[begin Records to use]
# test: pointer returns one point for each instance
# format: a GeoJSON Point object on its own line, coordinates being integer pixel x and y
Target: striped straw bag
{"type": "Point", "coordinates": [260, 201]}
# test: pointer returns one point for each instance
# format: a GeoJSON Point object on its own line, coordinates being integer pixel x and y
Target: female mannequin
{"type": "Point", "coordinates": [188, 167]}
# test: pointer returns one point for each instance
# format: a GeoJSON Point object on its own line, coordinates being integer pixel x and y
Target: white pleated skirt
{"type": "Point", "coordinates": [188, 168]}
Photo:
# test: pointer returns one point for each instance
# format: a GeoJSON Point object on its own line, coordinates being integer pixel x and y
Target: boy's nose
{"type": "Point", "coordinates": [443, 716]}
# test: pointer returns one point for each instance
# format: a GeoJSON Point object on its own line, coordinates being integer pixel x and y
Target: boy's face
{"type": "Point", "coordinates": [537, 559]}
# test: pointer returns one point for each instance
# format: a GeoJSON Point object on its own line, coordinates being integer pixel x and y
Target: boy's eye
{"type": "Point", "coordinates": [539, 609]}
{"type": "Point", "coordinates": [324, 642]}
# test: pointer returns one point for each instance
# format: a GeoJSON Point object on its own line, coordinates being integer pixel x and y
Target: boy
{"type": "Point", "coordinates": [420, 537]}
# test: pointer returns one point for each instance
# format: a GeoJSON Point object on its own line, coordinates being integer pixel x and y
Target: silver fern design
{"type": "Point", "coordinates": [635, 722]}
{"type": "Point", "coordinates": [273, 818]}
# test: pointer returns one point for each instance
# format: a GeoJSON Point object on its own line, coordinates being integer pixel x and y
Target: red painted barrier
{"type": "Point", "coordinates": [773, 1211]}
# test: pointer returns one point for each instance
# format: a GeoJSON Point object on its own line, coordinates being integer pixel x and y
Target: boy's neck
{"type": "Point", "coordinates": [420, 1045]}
[end Records to use]
■ Exercise objective:
Return the lines above unchanged, from first to last.

■ Answer to the task:
# test: pointer returns one point for each instance
# format: a GeoJSON Point object on its own line, coordinates being integer pixel x and y
Target: striped straw bag
{"type": "Point", "coordinates": [260, 201]}
# test: pointer returns one point for each instance
# format: a GeoJSON Point object on its own line, coordinates being integer pixel x and y
Target: female mannequin
{"type": "Point", "coordinates": [188, 167]}
# test: pointer returns one point for each instance
# format: a GeoJSON Point object on its own line, coordinates being integer pixel x and y
Target: white pleated skirt
{"type": "Point", "coordinates": [188, 168]}
Photo:
# test: pointer returns one point for each instance
# format: a GeoJSON Point object on its own line, coordinates being integer pixel x and y
Target: boy's nose
{"type": "Point", "coordinates": [443, 716]}
# test: pointer returns one point for each instance
# format: a GeoJSON Point object on its own line, coordinates being integer pixel x and y
Target: boy's face
{"type": "Point", "coordinates": [537, 559]}
# test: pointer returns one point for each instance
# format: a GeoJSON Point object on its own line, coordinates being integer pixel x and y
Target: boy's eye
{"type": "Point", "coordinates": [539, 609]}
{"type": "Point", "coordinates": [324, 642]}
# test: pointer returns one point for each instance
# format: a GeoJSON Point object on its own line, coordinates being integer pixel x and y
Target: boy
{"type": "Point", "coordinates": [420, 537]}
# test: pointer returns one point for each instance
# format: a GeoJSON Point object on its own line, coordinates being integer pixel x and y
Target: silver fern design
{"type": "Point", "coordinates": [635, 722]}
{"type": "Point", "coordinates": [273, 818]}
# test: pointer returns one point for each instance
# format: a GeoJSON Point object on its own line, coordinates being integer pixel x and y
Target: red painted barrier
{"type": "Point", "coordinates": [773, 1211]}
# test: pointer returns one point for each instance
# format: a GeoJSON Point object on its own line, coordinates being integer pixel x and y
Target: boy's neck
{"type": "Point", "coordinates": [420, 1045]}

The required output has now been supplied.